Prompt 1
In the biography, revise the passage starting with "Biography: I started" and going on through "the Fol-tomato pathosystem.", replacing "Williams group" with "Williams lab".
Prompt 2
Answer these questions from the abstract and biography:
(a) What disease does Fusarium oxysporum cause?
(b) How many effector structures from Fol did the protein production workflow help elucidate?
(c) Which fellowship was awarded for the PhD?

Text section
----

Abstract: Fungal pathogens are the main causative agents of disease in plants. Fusarium oxysporum is a diverse fungal pathogen able to infect a wide plant host range. It causes the disease known as Fusarium wilt that results in large economic losses in many important crop industries worldwide. During colonisation of the xylem vessels, F. oxysporum secrete a suite of virulence proteins known as effectors to promote pathogen virulence. However, effectors in general lack amino acid sequence similarity to proteins of known function hindering accurate structural and functional predictions based on amino acid sequence alone. Some effectors can be recognised by tomato resistance proteins, which results in the initiation of a defence response and disease resistance. The molecular basis of this recognition is also poorly understood. In this project I applied a cross-disciplinary approach involving synthetic biology, structural biology, protein biochemistry and plant biology to characterise effectors from Fusarium oxysporum f. sp. lycopersici (Fol) and recognition by immune receptors. I established a protein production workflow (doi: 10.1094/MPMI-08-21-0218-TA) that ultimately facilitated the elucidation of 4 effector structures from Fol. I was also one of the first to employ AI-based modelling of fungal effectors to understand the structural repertoire of effectors utilised by Fol during infection of tomato (doi: 10.7554/eLife.89280.1). Utilising this information, I will present work that lays the foundation for the engineering of novel immune receptors in tomato and aid future efforts to protect plants against Fusarium wilt disease.

Biography: I started my undergraduate studies at ANU in 2016. During that time, I completed a short research project in the Leyton group investigating the localisation of an autotransporter. My interest in protein biochemistry and structural biology continued when I joined the Williams group for an honours project in 2019, focussing on the structural and functional investigation of a broad-spectrum cell death inducing effector from Fol. I was awarded the AINSE postgraduate research fellowship and continued in the Williams group for my PhD in 2020, maintaining the research focus on structural and functional characterisation of effectors from Fol but broadening the scope to utilise structural biology to understand the molecular basis of plant immunity in the Fol-tomato pathosystem.

----

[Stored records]

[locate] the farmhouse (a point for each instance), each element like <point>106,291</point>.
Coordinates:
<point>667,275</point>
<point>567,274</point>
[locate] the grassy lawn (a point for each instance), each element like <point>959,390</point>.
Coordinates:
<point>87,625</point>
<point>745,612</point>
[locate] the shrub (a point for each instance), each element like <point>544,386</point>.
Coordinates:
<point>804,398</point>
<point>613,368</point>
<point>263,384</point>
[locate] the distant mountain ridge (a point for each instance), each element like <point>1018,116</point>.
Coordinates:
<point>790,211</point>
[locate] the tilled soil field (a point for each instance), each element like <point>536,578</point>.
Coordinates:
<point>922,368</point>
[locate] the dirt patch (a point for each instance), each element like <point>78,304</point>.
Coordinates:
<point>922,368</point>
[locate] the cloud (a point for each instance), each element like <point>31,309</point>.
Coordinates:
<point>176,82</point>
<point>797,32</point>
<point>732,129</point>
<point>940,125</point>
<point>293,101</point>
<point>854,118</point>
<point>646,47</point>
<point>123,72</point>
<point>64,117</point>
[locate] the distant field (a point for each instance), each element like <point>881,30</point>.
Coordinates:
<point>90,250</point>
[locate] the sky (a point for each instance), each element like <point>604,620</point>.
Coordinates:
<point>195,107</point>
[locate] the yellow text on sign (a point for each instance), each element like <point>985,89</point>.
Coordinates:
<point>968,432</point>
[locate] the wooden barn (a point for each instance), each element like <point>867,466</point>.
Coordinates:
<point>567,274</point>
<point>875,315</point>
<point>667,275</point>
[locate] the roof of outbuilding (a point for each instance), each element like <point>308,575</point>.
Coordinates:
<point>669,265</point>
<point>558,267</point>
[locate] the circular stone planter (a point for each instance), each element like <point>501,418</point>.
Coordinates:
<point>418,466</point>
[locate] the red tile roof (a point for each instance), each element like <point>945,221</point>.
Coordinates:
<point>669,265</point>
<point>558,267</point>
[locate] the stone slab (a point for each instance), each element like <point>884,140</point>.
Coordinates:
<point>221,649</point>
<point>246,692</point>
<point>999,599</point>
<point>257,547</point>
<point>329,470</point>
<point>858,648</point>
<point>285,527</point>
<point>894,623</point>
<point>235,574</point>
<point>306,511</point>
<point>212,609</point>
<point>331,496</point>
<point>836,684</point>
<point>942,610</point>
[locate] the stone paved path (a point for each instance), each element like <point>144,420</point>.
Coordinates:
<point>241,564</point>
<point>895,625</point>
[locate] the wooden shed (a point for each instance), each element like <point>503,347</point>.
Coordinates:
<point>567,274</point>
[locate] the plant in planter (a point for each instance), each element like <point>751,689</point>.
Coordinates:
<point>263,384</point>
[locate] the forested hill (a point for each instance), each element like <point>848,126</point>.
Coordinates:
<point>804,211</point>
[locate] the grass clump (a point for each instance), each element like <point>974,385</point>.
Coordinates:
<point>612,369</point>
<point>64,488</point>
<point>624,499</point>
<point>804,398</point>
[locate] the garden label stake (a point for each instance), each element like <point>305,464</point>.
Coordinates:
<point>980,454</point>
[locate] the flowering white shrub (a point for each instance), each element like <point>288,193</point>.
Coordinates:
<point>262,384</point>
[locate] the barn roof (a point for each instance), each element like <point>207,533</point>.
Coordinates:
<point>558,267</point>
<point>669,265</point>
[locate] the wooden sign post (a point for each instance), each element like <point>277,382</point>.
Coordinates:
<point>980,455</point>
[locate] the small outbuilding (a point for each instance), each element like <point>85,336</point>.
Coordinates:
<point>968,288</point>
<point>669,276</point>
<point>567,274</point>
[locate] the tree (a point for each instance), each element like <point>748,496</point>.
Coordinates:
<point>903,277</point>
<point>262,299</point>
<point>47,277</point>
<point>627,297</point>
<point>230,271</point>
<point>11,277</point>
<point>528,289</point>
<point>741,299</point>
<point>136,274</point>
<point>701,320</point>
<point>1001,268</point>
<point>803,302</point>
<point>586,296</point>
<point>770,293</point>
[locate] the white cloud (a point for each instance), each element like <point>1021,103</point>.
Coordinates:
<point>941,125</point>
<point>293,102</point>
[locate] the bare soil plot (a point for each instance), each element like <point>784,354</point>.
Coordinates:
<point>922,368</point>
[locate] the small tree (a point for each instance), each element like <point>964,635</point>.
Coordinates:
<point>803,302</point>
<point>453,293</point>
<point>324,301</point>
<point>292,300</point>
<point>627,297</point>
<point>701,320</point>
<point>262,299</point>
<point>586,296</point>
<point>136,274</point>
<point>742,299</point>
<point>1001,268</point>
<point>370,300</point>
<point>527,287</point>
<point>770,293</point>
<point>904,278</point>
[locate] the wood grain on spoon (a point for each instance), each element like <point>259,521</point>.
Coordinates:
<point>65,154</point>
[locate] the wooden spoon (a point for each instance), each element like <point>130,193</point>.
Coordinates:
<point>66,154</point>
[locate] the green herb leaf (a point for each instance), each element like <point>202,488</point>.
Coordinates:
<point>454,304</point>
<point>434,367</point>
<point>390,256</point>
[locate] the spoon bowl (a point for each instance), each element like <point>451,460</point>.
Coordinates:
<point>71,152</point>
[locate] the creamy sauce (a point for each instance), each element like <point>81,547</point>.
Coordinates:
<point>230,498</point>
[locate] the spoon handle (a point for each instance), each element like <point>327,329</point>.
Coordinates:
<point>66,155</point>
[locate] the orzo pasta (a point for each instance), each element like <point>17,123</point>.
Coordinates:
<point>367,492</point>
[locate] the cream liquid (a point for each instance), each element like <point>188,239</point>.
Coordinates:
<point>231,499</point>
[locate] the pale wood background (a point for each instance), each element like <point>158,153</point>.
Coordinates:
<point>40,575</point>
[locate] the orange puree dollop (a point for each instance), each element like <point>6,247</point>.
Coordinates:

----

Solution 1
Biography: I started my undergraduate studies at ANU in 2016. During that time, I completed a short research project in the Leyton group investigating the localisation of an autotransporter. My interest in protein biochemistry and structural biology continued when I joined the Williams lab for an honours project in 2019, focussing on the structural and functional investigation of a broad-spectrum cell death inducing effector from Fol. I was awarded the AINSE postgraduate research fellowship and continued in the Williams lab for my PhD in 2020, maintaining the research focus on structural and functional characterisation of effectors from Fol but broadening the scope to utilise structural biology to understand the molecular basis of plant immunity in the Fol-tomato pathosystem.

Solution 2
(a) Fusarium wilt
(b) 4
(c) The AINSE postgraduate research fellowship